[Image object location entries]
********

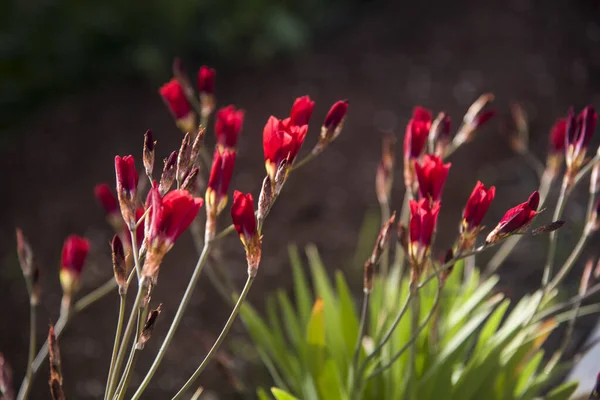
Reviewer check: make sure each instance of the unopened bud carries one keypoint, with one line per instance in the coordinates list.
(184, 158)
(168, 175)
(369, 272)
(197, 145)
(265, 200)
(25, 254)
(119, 264)
(385, 170)
(148, 328)
(148, 154)
(383, 239)
(280, 177)
(189, 183)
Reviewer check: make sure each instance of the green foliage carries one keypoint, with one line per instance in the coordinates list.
(474, 346)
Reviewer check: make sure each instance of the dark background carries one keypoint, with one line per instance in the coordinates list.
(78, 85)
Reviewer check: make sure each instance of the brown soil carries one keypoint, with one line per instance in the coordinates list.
(438, 55)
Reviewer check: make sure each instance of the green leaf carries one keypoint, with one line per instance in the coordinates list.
(262, 394)
(281, 394)
(315, 338)
(302, 293)
(348, 317)
(563, 392)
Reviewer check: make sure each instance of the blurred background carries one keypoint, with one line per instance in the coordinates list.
(78, 85)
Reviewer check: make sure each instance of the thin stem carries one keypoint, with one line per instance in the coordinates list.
(176, 320)
(61, 323)
(361, 329)
(510, 243)
(412, 339)
(131, 323)
(560, 205)
(32, 345)
(570, 261)
(113, 359)
(220, 339)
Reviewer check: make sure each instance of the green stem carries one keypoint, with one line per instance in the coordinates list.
(31, 354)
(361, 330)
(175, 324)
(113, 359)
(560, 206)
(220, 339)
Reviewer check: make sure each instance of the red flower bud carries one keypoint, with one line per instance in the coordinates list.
(228, 126)
(577, 138)
(332, 126)
(206, 80)
(218, 182)
(168, 218)
(301, 111)
(174, 97)
(106, 198)
(244, 221)
(516, 220)
(74, 253)
(127, 181)
(477, 206)
(423, 219)
(432, 174)
(281, 142)
(416, 134)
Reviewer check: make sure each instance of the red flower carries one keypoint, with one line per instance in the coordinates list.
(127, 181)
(74, 253)
(423, 219)
(106, 198)
(477, 205)
(170, 216)
(281, 142)
(301, 111)
(557, 136)
(174, 97)
(244, 221)
(431, 174)
(516, 220)
(578, 135)
(206, 79)
(228, 125)
(336, 115)
(416, 134)
(218, 182)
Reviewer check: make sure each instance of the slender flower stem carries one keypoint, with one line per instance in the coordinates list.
(32, 345)
(413, 338)
(510, 243)
(560, 206)
(361, 330)
(60, 325)
(135, 309)
(131, 323)
(113, 359)
(570, 261)
(175, 324)
(220, 339)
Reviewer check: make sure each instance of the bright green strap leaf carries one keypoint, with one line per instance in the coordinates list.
(563, 392)
(302, 292)
(282, 394)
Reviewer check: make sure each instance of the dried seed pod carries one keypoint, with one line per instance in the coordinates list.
(148, 328)
(184, 160)
(148, 153)
(168, 175)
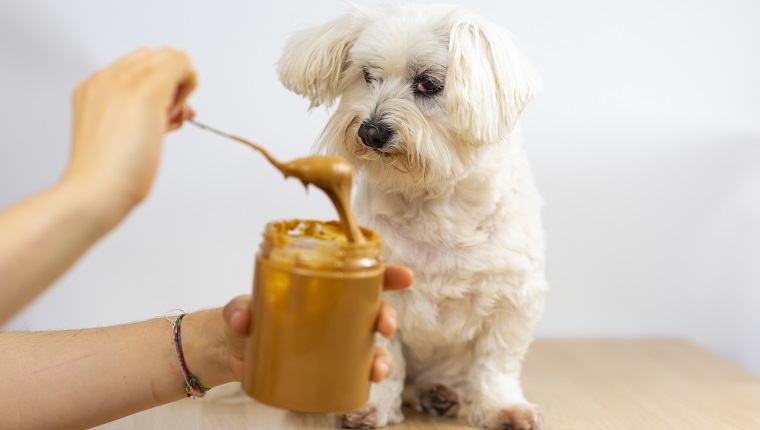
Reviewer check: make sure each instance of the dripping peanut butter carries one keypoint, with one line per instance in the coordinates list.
(316, 298)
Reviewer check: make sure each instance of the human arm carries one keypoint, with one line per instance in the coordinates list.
(120, 116)
(82, 378)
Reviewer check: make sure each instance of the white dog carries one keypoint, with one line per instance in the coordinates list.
(429, 101)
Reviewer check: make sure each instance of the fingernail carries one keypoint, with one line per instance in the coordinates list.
(235, 315)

********

**What is required:**
Rewrite every line of the material above as a JSON list of strings, one string per line. Skip blank lines and leave the pictures out.

**The solution:**
[
  "Reviewer check: make sure each instance of the unopened bud carries one keypoint, with one line per instance in the coordinates list.",
  "(184, 158)",
  "(168, 175)",
  "(369, 272)",
  "(197, 145)",
  "(265, 200)",
  "(25, 254)",
  "(119, 264)",
  "(385, 170)",
  "(148, 328)",
  "(148, 154)",
  "(383, 239)",
  "(280, 177)",
  "(189, 183)",
  "Reviewer check: make sure each instance of the green foliage carries one keypoint, with one line per instance in the coordinates list.",
  "(474, 346)",
  "Reviewer check: make sure each instance of the dark background carries one keypoint, with one line per instance in the coordinates list.",
  "(78, 85)",
  "Reviewer check: make sure each instance of the brown soil carries one keypoint, with one line per instance in the coordinates list.",
  "(438, 55)",
  "Reviewer check: make sure each instance of the green leaf carries one keypoint, with one line per instance in the coordinates list.",
  "(262, 394)",
  "(281, 394)",
  "(315, 338)",
  "(302, 293)",
  "(348, 317)",
  "(563, 392)",
  "Reviewer check: make sure each instance of the blurred background carries one keypoint, with one line per instance in the coordinates list.",
  "(78, 85)",
  "Reviewer check: make sure each instance of the thin stem carries one keypoint, with one line per instance in the coordinates list.",
  "(176, 320)",
  "(61, 323)",
  "(361, 329)",
  "(510, 243)",
  "(412, 339)",
  "(131, 323)",
  "(560, 205)",
  "(32, 345)",
  "(570, 261)",
  "(113, 359)",
  "(220, 339)",
  "Reviewer check: make sure each instance of the green stem carries one keypoint, with one line per instance in the coordinates list.",
  "(31, 354)",
  "(361, 330)",
  "(175, 324)",
  "(113, 359)",
  "(560, 206)",
  "(220, 339)",
  "Reviewer check: make sure each instance of the red flower bud carries one keypoint, with one line per instance in the coordinates list.",
  "(228, 126)",
  "(577, 138)",
  "(332, 126)",
  "(206, 80)",
  "(218, 182)",
  "(168, 218)",
  "(301, 111)",
  "(174, 97)",
  "(106, 198)",
  "(244, 221)",
  "(516, 220)",
  "(74, 253)",
  "(127, 181)",
  "(477, 206)",
  "(423, 219)",
  "(432, 174)",
  "(281, 142)",
  "(416, 134)",
  "Reviewer check: make sure each instance of the red flower carries one keypoint, with one line per instance in the coordinates list.",
  "(127, 181)",
  "(74, 253)",
  "(423, 219)",
  "(106, 198)",
  "(477, 205)",
  "(170, 216)",
  "(281, 142)",
  "(301, 111)",
  "(557, 136)",
  "(174, 97)",
  "(244, 221)",
  "(431, 174)",
  "(516, 220)",
  "(578, 135)",
  "(206, 79)",
  "(228, 125)",
  "(336, 115)",
  "(416, 134)",
  "(218, 182)",
  "Reviewer check: make sure each instance of the slender flower stem carries one keypoint, with one line per instance in the coordinates list.",
  "(32, 345)",
  "(413, 338)",
  "(510, 243)",
  "(560, 206)",
  "(361, 330)",
  "(60, 325)",
  "(135, 309)",
  "(131, 323)",
  "(113, 359)",
  "(570, 261)",
  "(175, 324)",
  "(220, 339)",
  "Reviewer check: make sure each instance of the bright green strap leaf carries one keypoint, with one line per instance in the coordinates list.",
  "(563, 392)",
  "(302, 292)",
  "(282, 394)",
  "Reviewer check: make sure each instance of the dried seed pod carries one keypoint, with one line per instance in the coordinates list.",
  "(148, 328)",
  "(184, 160)",
  "(148, 153)",
  "(168, 175)",
  "Reviewer check: make sure each instance of the dripping peanut butter carries one keypoint, with one line per instance in the coordinates list.",
  "(316, 298)",
  "Reviewer check: make sure each instance of the human arm carries one keypoint, with one line per instance in the coordinates list.",
  "(120, 116)",
  "(82, 378)",
  "Reviewer check: make sure each instance of the white dog carries one keypoint, with one line per instance in the coordinates list.",
  "(429, 101)",
  "Reviewer check: make sure each instance of the fingernail carries one keypoint, with one line per instance in the coordinates list.",
  "(235, 315)"
]